Copy out each line exactly as it appears.

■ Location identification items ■

■ ■ ■ ■

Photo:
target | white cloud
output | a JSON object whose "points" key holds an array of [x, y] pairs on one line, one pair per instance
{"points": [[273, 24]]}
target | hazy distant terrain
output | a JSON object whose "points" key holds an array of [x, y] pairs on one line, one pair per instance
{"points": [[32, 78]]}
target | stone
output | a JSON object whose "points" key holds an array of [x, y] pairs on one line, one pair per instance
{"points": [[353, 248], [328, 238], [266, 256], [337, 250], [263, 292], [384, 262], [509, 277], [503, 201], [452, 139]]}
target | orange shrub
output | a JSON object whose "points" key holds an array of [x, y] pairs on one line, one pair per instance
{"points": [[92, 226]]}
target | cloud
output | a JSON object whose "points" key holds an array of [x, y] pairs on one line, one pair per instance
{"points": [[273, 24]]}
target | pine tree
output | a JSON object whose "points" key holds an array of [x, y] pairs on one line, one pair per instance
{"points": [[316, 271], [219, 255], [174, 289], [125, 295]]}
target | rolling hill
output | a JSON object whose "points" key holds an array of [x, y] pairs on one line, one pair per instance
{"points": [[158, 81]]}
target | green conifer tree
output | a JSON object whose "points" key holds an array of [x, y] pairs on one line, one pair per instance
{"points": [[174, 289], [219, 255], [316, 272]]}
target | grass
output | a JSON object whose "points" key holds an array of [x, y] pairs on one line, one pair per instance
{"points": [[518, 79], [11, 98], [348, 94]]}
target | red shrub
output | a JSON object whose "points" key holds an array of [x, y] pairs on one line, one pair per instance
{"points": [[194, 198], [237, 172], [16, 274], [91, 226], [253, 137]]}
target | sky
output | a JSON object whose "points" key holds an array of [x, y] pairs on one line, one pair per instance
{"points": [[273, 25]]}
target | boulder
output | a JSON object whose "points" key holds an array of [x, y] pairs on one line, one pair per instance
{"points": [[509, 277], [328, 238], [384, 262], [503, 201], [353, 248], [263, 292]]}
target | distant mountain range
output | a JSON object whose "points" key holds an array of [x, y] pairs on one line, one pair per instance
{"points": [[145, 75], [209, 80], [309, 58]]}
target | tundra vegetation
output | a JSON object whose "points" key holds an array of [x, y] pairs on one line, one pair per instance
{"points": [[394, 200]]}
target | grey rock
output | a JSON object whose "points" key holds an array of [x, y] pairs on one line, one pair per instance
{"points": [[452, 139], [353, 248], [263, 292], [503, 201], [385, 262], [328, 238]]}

■ ■ ■ ■

■ The reply ■
Photo:
target | white cloud
output | a JSON object whose "points" key holds an array of [x, y] pairs on one line, one pair per instance
{"points": [[273, 24]]}
target | hazy distant terrain
output | a JSON object whose "points" key holds an array of [x, y] pairs on one line, one pair per instance
{"points": [[32, 78]]}
target | stone
output | a JSON object whose "points" key holds an array of [x, y] pairs on one line, one pair per instance
{"points": [[353, 248], [328, 238], [266, 256], [337, 250], [263, 292], [384, 262], [509, 277], [503, 201], [452, 139]]}
target | orange shrub
output | a JSON object whose "points" key holds an array of [x, y] pairs on one line, one pair per instance
{"points": [[92, 226]]}
target | cloud
output | a JSON object whose "points" key holds an array of [x, y] pairs on one line, one pair per instance
{"points": [[273, 24]]}
target | pine tree
output | a JSON object whose "points" key holds an array of [x, y] pairs on one line, one pair per instance
{"points": [[316, 271], [219, 255], [174, 289], [125, 295]]}
target | rolling hill
output | a JSON object whose "points" key holds an array of [x, y] pairs on one line, one pair per instance
{"points": [[158, 81]]}
target | green conifer tree
output | a JSON object whose "points" key holds an array of [x, y] pairs on one line, one pair per instance
{"points": [[174, 289], [219, 255], [316, 272]]}
target | grass
output | a JSON object whose "points" key holds an array of [x, y] pairs on one line, one pair per instance
{"points": [[518, 79], [11, 98], [348, 94]]}
target | red shrub
output | a JSON object whose "points" key holds an array of [x, y] pairs on one line, one pair per instance
{"points": [[194, 198], [237, 172], [16, 274], [91, 226], [253, 137]]}
target | sky
output | a JSON object whose "points" key holds an array of [x, y] pairs on one line, one pair per instance
{"points": [[273, 25]]}
target | boulder
output | a JSON object whose "points" key holds an array of [x, y] pairs on one line, one pair per instance
{"points": [[509, 277], [328, 238], [384, 262], [503, 201], [353, 248], [263, 292]]}
target | distant mountain range
output | a JSON object whose "points" key holds an array of [x, y] pairs on one line, one pair per instance
{"points": [[145, 75], [209, 80], [309, 58]]}
target | tundra vegetation
output | a JSON object whose "points" key holds an array of [x, y] pairs on one line, one pair per instance
{"points": [[394, 200]]}
target | grey rock
output | a JSON object whose "points" key holds an array of [x, y] pairs on one line, one pair per instance
{"points": [[452, 139], [353, 248], [263, 292], [503, 201], [385, 262], [328, 238]]}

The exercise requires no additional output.